= Assigned task 1 =
In the book review about eunuchs, translate this sentence into Spanish: "Castration was an alternative to the death penalty."
= Assigned task 2 =
Repeat word for word the part of the book review about eunuchs that begins with the words "Witt rounds out" and ends with "of the collection.".

= Text section =
· · · · · · ·
Tsai turns to comparative and copious material when he surveys the power of eunuchs in imperial China going back to the Shang dynasty (1765-1223 BC). Castration was an alternative to the death penalty. Eunuchs were constantly criticized but constantly employed. “The Tang court [618-906 AD] generally maintained over 4600 ranked eunuchs who owned 60% of the property and land in the capital city.” Facts like this or that “when China was under Mongol rule (1279-1368) eunuchs were rarely active in the political or military arena” are hard for a Classical historian to find a use for. This is not Tsai’s fault, but it sometimes contributes to a feeling that comparative materials of themselves do not advance the scholarly agenda. It is fascinating to read that “at the end of the fifteenth century, there were approximately 10,000 eunuchs in the Forbidden City and in various Ming princely establishments,” but what does one make of the fact, beyond the amusing observation of Lenin that quantity has a certain quality all of its own (229)? Likewise we now know that the Ming eunuch Admiral Zheng He led seven maritime expeditions between 1405 and 1433 to some thirty states in south-east Asia and even unto Somaliland in Africa. Eunuchs served the Chinese throne into the twentieth century.

Witt rounds out the volume with “the other castrati.” He discusses musical aesthetics, the connection of eunuchism with singing, dancing, drums, chirruping, and ululation across many cultures. Singing parts for high male voices are collected: the Phrygian “showstopper” climax of Euripides’ Orestes, Catullus 63, Juvenal 6, some epigrams in the Palatine Anthology, and other recondite texts. He concludes that the voice of the eunuch was considerably more prominent and more influential than we have yet realized — a motif of the collection.

Evaluating The Collection of Conference Papers

The editor’s introduction eschewed the opportunity for an overview of eunuch history in pre-modern times. This opportunity, if taken, might have glued together the disparate conference papers. They address material from the twentieth century BCE to the twentieth century CE, from Beijing westward around to Sacramento. The problem of “conference papers into book” has innumerable precedents, but here the consequences are exacerbated for a cross-cultural subject poorly documented in the “best” cases. The writer of the first essay, a survey of castration practices and purposes, is a renowned sexologist but not a historian of antiquity or the Byzantine period. His essay, helpful in itself and concise, did not provide the direction or the research agenda for the papers that follow. The diversity of topics is not paralleled, fortunately, in my opinion, in diversity of theoretical methods. Positivist historians, interested in genders, pick over the exiguous sources and try to extract facts from the nastier judgments of earlier generations. When visual evidence exists, it is usually mentioned (e.g., Llewellyn-Jones, Hales, not Lightfoot or Sideris) — although inadequately illustrated (only one Hollywood still for the early Near Eastern material). Where literary texts are the focus (e.g., Bardel, Abusch) close readings mine the evidence. The result is a collection of handsome fragments, and my review necessarily (I believe) reflects that disconnectedness. The reviewer’s disappointments derive from the failure to make sufficient sense of this puzzling, radical genital cutting, whether we think in terms of human history, cross-cultural studies, or gender studies. In the book’s defense, one might respond that the problematic and scrappy nature of the evidence for eunuchs permits neither any other approach nor the synthesis that I have sought for in vain.

An index is provided. Tougher tells us that “the growth of eunuch studies shows no sign of abating,” that interest in eunuch history is burgeoning. As with any specialized sub-sub-field, the outsider sometimes misses the significance what the experts are already excited about. I read this volume because I am a teacher of a Humanities course on “love and sexuality.” The reader of these essays, aside from Bullough’s introductory, will benefit from some familiarity with their context, be it Biblical, Byzantine, or Chinese history.
· · · · · · ·
= Dataset excerpts =
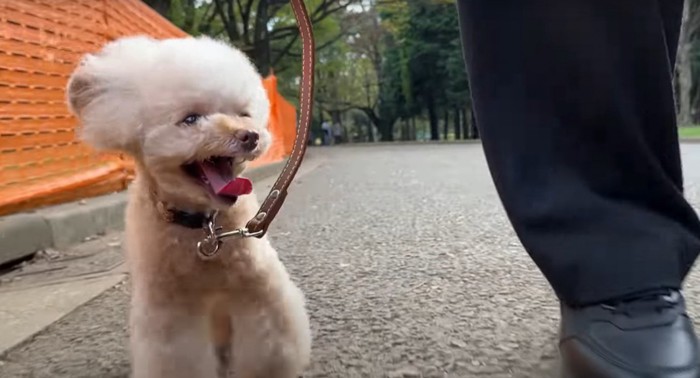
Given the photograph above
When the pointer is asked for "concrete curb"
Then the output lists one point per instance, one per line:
(23, 234)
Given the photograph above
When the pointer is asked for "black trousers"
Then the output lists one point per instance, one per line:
(574, 103)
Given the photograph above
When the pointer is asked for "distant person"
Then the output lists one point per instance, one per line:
(575, 108)
(326, 127)
(337, 133)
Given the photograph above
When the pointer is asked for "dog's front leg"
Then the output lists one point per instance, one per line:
(272, 339)
(170, 341)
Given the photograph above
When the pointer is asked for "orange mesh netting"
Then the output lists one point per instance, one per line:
(41, 41)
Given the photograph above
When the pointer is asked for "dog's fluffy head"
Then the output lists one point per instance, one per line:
(170, 104)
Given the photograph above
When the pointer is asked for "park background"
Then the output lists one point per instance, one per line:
(387, 70)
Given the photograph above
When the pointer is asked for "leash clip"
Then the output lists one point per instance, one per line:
(208, 247)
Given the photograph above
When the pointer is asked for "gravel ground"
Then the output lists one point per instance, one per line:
(409, 265)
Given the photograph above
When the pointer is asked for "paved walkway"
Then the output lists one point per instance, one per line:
(410, 269)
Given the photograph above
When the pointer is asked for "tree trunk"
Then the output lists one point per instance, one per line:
(386, 131)
(464, 122)
(433, 117)
(414, 135)
(473, 126)
(446, 126)
(684, 69)
(261, 39)
(457, 125)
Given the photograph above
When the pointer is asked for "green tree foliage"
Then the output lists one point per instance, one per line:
(382, 65)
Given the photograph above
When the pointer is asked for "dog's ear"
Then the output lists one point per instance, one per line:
(105, 114)
(81, 88)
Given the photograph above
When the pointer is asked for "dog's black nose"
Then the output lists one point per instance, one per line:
(248, 139)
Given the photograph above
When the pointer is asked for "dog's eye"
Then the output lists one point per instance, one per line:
(191, 119)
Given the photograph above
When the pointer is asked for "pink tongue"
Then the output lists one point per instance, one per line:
(224, 187)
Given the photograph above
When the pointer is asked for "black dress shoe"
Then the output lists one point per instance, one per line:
(649, 336)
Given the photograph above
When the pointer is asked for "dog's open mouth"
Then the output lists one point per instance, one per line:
(216, 174)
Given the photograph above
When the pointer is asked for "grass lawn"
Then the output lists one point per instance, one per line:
(689, 132)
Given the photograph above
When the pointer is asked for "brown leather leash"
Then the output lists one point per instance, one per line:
(257, 227)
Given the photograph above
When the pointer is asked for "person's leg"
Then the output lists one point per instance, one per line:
(574, 104)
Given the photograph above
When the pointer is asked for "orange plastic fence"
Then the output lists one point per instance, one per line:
(41, 41)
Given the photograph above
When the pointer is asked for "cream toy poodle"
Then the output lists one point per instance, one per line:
(192, 112)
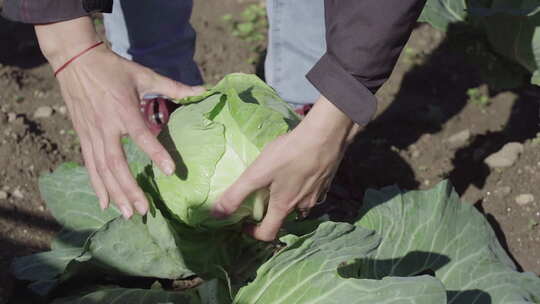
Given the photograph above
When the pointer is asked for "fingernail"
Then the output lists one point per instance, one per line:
(168, 167)
(126, 211)
(102, 204)
(141, 207)
(249, 229)
(218, 211)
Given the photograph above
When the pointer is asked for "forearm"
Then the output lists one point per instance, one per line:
(61, 41)
(330, 124)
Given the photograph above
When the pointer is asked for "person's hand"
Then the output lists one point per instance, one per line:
(102, 92)
(297, 168)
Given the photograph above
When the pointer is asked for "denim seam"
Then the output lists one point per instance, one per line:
(276, 32)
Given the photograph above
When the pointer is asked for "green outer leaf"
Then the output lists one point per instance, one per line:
(424, 230)
(71, 199)
(43, 268)
(126, 295)
(142, 246)
(441, 13)
(308, 271)
(512, 27)
(252, 89)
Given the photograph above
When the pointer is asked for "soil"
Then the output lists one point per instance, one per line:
(421, 106)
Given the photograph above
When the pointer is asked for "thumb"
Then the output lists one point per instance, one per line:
(175, 89)
(235, 195)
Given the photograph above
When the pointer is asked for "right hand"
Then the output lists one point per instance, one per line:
(102, 92)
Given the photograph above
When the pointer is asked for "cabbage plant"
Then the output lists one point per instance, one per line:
(512, 29)
(213, 138)
(417, 247)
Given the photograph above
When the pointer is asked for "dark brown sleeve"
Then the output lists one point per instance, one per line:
(364, 39)
(48, 11)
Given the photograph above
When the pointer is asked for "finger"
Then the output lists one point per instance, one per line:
(95, 179)
(175, 89)
(269, 227)
(235, 195)
(307, 203)
(113, 188)
(143, 137)
(119, 168)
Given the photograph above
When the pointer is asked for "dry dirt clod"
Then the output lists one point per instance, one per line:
(524, 199)
(43, 112)
(12, 116)
(506, 157)
(502, 191)
(459, 139)
(62, 110)
(18, 194)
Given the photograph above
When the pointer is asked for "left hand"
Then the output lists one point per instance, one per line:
(297, 168)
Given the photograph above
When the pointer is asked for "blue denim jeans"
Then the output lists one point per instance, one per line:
(157, 34)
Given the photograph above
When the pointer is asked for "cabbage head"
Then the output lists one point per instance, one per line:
(213, 138)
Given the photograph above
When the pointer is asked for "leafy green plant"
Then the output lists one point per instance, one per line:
(511, 28)
(252, 27)
(215, 137)
(415, 247)
(478, 97)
· · · · · · ·
= Written reply 1 =
La castración era una alternativa a la pena de muerte.

= Written reply 2 =
Witt rounds out the volume with “the other castrati.” He discusses musical aesthetics, the connection of eunuchism with singing, dancing, drums, chirruping, and ululation across many cultures. Singing parts for high male voices are collected: the Phrygian “showstopper” climax of Euripides’ Orestes, Catullus 63, Juvenal 6, some epigrams in the Palatine Anthology, and other recondite texts. He concludes that the voice of the eunuch was considerably more prominent and more influential than we have yet realized — a motif of the collection.